_EXERCISE REQUIREMENTS_. Return the text of each item below word for word, leaving out the pictures.

Collection entries:

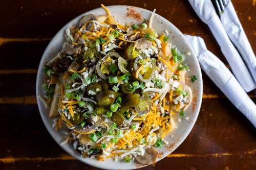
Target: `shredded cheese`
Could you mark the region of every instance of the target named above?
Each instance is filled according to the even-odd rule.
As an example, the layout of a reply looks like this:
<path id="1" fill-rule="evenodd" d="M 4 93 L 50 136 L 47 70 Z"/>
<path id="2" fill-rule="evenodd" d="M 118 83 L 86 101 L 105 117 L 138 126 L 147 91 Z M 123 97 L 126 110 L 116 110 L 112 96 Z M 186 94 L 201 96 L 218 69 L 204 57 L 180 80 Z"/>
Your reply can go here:
<path id="1" fill-rule="evenodd" d="M 86 70 L 86 67 L 84 67 L 81 70 L 80 70 L 80 71 L 76 71 L 76 70 L 73 70 L 73 69 L 69 69 L 69 71 L 72 72 L 81 73 L 81 72 L 84 72 L 84 71 Z"/>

_PROBLEM SOLUTION_.
Target: `shredded cheese`
Could you mark the region of every instance of the target named above?
Each instance is filled according to the even-odd rule.
As an example, the layout of a reply looks like this:
<path id="1" fill-rule="evenodd" d="M 4 93 L 50 136 L 47 70 Z"/>
<path id="2" fill-rule="evenodd" d="M 118 83 L 86 101 L 105 117 L 138 126 L 147 91 Z M 123 97 L 126 110 L 116 110 L 112 96 Z M 186 94 L 201 96 L 218 69 L 204 57 L 180 80 Z"/>
Your reply can go here:
<path id="1" fill-rule="evenodd" d="M 86 70 L 86 67 L 84 67 L 81 70 L 80 70 L 80 71 L 76 71 L 76 70 L 73 70 L 73 69 L 69 69 L 69 71 L 72 72 L 81 73 L 81 72 L 84 72 L 84 71 Z"/>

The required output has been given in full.